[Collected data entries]
★ ★ ★ ★ ★

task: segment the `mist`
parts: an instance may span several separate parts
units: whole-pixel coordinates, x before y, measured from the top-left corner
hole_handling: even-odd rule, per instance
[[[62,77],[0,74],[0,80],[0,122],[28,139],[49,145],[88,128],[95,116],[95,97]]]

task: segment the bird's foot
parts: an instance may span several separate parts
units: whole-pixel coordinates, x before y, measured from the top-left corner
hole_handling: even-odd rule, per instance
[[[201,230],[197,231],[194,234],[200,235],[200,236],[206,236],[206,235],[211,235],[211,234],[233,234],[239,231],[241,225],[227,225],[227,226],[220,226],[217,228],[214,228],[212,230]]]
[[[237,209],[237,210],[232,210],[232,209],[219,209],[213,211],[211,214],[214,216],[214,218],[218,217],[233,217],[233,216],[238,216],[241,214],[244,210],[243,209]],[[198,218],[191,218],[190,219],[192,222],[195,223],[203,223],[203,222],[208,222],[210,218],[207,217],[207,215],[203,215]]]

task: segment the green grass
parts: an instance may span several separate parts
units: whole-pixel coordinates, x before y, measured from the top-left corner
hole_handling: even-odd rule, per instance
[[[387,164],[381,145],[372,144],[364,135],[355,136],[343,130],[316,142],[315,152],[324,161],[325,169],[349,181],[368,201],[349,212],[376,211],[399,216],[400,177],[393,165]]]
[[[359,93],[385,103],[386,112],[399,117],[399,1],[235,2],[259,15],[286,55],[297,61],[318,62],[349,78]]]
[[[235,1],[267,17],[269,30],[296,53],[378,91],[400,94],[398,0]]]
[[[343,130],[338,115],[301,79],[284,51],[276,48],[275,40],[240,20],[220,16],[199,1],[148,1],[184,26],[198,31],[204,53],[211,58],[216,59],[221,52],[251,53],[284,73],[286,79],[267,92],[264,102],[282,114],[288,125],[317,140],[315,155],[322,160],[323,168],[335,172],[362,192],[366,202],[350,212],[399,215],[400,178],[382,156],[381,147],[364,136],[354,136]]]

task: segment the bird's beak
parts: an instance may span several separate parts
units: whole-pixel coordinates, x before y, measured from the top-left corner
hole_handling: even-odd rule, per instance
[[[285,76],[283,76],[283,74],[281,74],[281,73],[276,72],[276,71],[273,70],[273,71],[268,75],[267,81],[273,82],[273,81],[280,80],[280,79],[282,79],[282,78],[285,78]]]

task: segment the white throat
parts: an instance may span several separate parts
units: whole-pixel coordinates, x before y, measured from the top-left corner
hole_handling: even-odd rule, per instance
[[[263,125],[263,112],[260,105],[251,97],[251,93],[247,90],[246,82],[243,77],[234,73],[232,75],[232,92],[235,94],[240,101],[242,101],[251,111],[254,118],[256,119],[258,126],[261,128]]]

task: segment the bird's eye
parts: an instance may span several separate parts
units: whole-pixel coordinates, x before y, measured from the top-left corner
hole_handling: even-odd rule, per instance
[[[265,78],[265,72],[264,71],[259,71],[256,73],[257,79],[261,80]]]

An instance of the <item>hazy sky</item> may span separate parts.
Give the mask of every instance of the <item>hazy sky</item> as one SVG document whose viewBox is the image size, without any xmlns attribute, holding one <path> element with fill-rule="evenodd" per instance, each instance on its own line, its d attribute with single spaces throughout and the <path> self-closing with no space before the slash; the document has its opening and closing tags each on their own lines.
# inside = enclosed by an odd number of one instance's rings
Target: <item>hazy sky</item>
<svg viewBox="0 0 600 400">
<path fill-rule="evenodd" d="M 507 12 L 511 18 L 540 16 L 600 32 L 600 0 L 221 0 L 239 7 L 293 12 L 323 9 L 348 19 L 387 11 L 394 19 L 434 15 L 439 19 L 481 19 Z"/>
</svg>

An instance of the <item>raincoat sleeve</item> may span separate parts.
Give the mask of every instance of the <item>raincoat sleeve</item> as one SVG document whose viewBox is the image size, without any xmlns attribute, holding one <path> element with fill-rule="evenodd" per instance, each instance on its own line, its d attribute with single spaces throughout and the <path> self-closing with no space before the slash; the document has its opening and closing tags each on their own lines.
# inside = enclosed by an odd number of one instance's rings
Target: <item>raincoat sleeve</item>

★ ★ ★ ★ ★

Your goal -> All of the data, start to finish: please output it exactly.

Response ->
task: segment the `mist`
parts: an instance may span several separate parts
units: whole-pixel coordinates, x before y, measured from the top-left corner
hole_handling: even-odd rule, per instance
[[[62,77],[0,74],[0,80],[0,122],[28,139],[49,145],[88,128],[95,116],[95,97]]]

task: segment the bird's foot
parts: an instance may span several separate parts
units: whole-pixel coordinates, x before y, measured from the top-left corner
hole_handling: even-odd rule, per instance
[[[201,230],[197,231],[194,234],[200,235],[200,236],[206,236],[206,235],[211,235],[211,234],[233,234],[239,231],[241,225],[227,225],[227,226],[220,226],[217,228],[214,228],[212,230]]]
[[[237,209],[237,210],[232,210],[232,209],[219,209],[213,211],[211,214],[214,216],[214,218],[218,217],[233,217],[233,216],[238,216],[241,214],[244,210],[243,209]],[[198,218],[191,218],[190,219],[192,222],[195,223],[203,223],[203,222],[208,222],[210,218],[207,217],[207,215],[203,215]]]

task: segment the green grass
parts: an instance may span several separate parts
units: whole-pixel coordinates, x before y, measured from the top-left corner
hole_handling: even-odd rule, per instance
[[[387,164],[381,145],[372,144],[364,135],[355,136],[343,130],[316,142],[315,152],[324,161],[325,169],[349,181],[368,201],[349,212],[376,211],[399,216],[400,177],[393,165]]]
[[[359,93],[385,103],[386,112],[399,117],[399,1],[235,2],[259,15],[286,55],[297,61],[318,62],[349,78]]]
[[[235,1],[267,17],[269,30],[296,53],[378,91],[400,94],[398,0]]]
[[[343,130],[338,115],[301,79],[284,51],[276,48],[275,40],[240,20],[220,16],[199,1],[148,1],[184,26],[198,31],[204,53],[211,58],[216,59],[221,52],[251,53],[284,73],[286,79],[267,92],[264,102],[282,114],[288,125],[317,140],[315,155],[322,160],[323,168],[335,172],[362,192],[366,202],[350,212],[399,215],[400,178],[382,156],[381,147],[364,136],[354,136]]]

task: segment the bird's beak
parts: an instance may span several separate parts
units: whole-pixel coordinates, x before y, measured from the top-left corner
hole_handling: even-odd rule, per instance
[[[285,76],[283,76],[283,74],[281,74],[281,73],[276,72],[276,71],[273,70],[273,71],[268,75],[267,81],[273,82],[273,81],[280,80],[280,79],[282,79],[282,78],[285,78]]]

task: segment the white throat
parts: an instance may span several separate parts
units: whole-pixel coordinates, x before y, measured from the top-left corner
hole_handling: even-odd rule, per instance
[[[263,125],[263,112],[260,105],[251,97],[251,93],[247,90],[246,82],[243,77],[234,73],[232,75],[232,92],[235,94],[240,101],[242,101],[251,111],[254,118],[256,119],[258,126],[261,128]]]

task: segment the bird's eye
parts: an instance may span several separate parts
units: whole-pixel coordinates, x before y, measured from the top-left corner
hole_handling: even-odd rule, per instance
[[[265,78],[265,72],[264,71],[259,71],[256,73],[257,79],[261,80]]]

An instance of the <item>hazy sky</item> may span separate parts.
Give the mask of every instance of the <item>hazy sky</item> as one SVG document whose viewBox is the image size, without any xmlns attribute, holding one <path> element with fill-rule="evenodd" per instance, each instance on its own line, its d attribute with single spaces throughout and the <path> self-closing with no space before the slash; the document has its opening and closing tags each on their own lines.
# inside = enclosed by an odd number of one instance's rings
Target: <item>hazy sky</item>
<svg viewBox="0 0 600 400">
<path fill-rule="evenodd" d="M 507 12 L 511 18 L 540 16 L 600 32 L 600 0 L 221 0 L 239 7 L 293 12 L 323 9 L 348 19 L 387 11 L 394 19 L 434 15 L 439 19 L 481 19 Z"/>
</svg>

An instance of the <item>raincoat sleeve</item> may span separate parts.
Give the mask of every instance of the <item>raincoat sleeve</item> as one SVG document whose viewBox is the image size, without any xmlns attribute, holding one <path> element with fill-rule="evenodd" per instance, each instance on its own line, its d attribute with single spaces throughout and the <path> self-closing with no space before the slash; the document has its opening and closing tags each on their own lines.
# inside = enclosed by an odd number of one instance's rings
Target: <item>raincoat sleeve</item>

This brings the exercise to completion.